* Written exercise a: Copy out the mini pumpkin segmentation entries below line for line, leaving nothing out.

* Reading text:
-- start --

Running Locally: Startup Flow 🟢

Understanding how OpenClaw starts up helps you know where things happen and makes debugging much easier. This chapter traces the complete startup chain from openclaw.mjs to a running Gateway.

Learning Objectives

After reading this chapter, you'll be able to:

Trace the complete startup chain: openclaw.mjs → entry.ts → runCli()
Understand the respawn mechanism (why there are two Node.js processes)
Know where the Gateway startup sequence happens
Read and understand the CLI command tree

I. The Entry Point: `openclaw.mjs`

Everything starts with openclaw.mjs, a pure JavaScript wrapper (no TypeScript, runs directly with Node.js):

// openclaw.mjs — simplified
const require = createRequire(import.meta.url);

// Node.js version check
const [major] = process.versions.node.split('.').map(Number);
if (major < 20) {
  console.error('OpenClaw requires Node.js 20+');
  process.exit(1);
}

// Enable V8 compile cache
require('v8-compile-cache');

// Load jiti for TypeScript support, then run entry.ts
const { runCli } = require('./src/entry.ts');
runCli();

Why a .mjs wrapper? Because entry.ts uses TypeScript syntax and requires jiti to run directly — but jiti itself needs to be loaded first.

-- end --

* Written exercise b: List every learning objective given in the startup flow chapter above.

* Recorded data:
-- start --

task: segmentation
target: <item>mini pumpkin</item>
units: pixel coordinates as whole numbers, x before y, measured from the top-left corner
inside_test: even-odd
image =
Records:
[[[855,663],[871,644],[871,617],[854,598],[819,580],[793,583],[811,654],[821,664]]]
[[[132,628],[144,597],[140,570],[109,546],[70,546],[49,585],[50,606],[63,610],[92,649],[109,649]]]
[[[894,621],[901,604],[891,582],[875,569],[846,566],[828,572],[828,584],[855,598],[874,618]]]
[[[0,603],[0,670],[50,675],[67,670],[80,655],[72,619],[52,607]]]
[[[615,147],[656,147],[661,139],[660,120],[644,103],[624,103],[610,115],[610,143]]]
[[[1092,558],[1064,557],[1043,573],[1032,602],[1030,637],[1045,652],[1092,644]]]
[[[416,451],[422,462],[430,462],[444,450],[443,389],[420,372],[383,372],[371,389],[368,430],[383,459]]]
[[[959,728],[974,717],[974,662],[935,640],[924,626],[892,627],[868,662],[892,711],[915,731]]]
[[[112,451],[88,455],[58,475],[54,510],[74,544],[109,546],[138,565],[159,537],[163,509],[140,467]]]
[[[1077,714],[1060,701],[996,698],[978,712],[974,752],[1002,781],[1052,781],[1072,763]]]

-- end --

* Result a:
task: segmentation
target: <item>mini pumpkin</item>
units: pixel coordinates as whole numbers, x before y, measured from the top-left corner
inside_test: even-odd
image =
Records:
[[[855,663],[871,644],[871,617],[854,598],[819,580],[793,583],[811,654],[821,664]]]
[[[132,628],[144,597],[140,570],[109,546],[70,546],[49,585],[50,606],[63,610],[92,649],[109,649]]]
[[[894,621],[901,604],[891,582],[875,569],[846,566],[828,572],[828,584],[855,598],[874,618]]]
[[[0,603],[0,670],[50,675],[67,670],[80,655],[72,619],[52,607]]]
[[[615,147],[656,147],[661,139],[660,120],[644,103],[624,103],[610,115],[610,143]]]
[[[1092,558],[1064,557],[1043,573],[1032,602],[1030,637],[1045,652],[1092,644]]]
[[[416,451],[422,462],[430,462],[444,450],[443,389],[420,372],[383,372],[371,389],[368,430],[383,459]]]
[[[959,728],[974,717],[974,662],[935,640],[924,626],[892,627],[868,662],[892,711],[915,731]]]
[[[112,451],[88,455],[58,475],[54,510],[74,544],[109,546],[138,565],[159,537],[163,509],[140,467]]]
[[[1077,714],[1060,701],[996,698],[978,712],[974,752],[1002,781],[1052,781],[1072,763]]]

* Result b:
- Trace the complete startup chain: openclaw.mjs → entry.ts → runCli()
- Understand the respawn mechanism (why there are two Node.js processes)
- Know where the Gateway startup sequence happens
- Read and understand the CLI command tree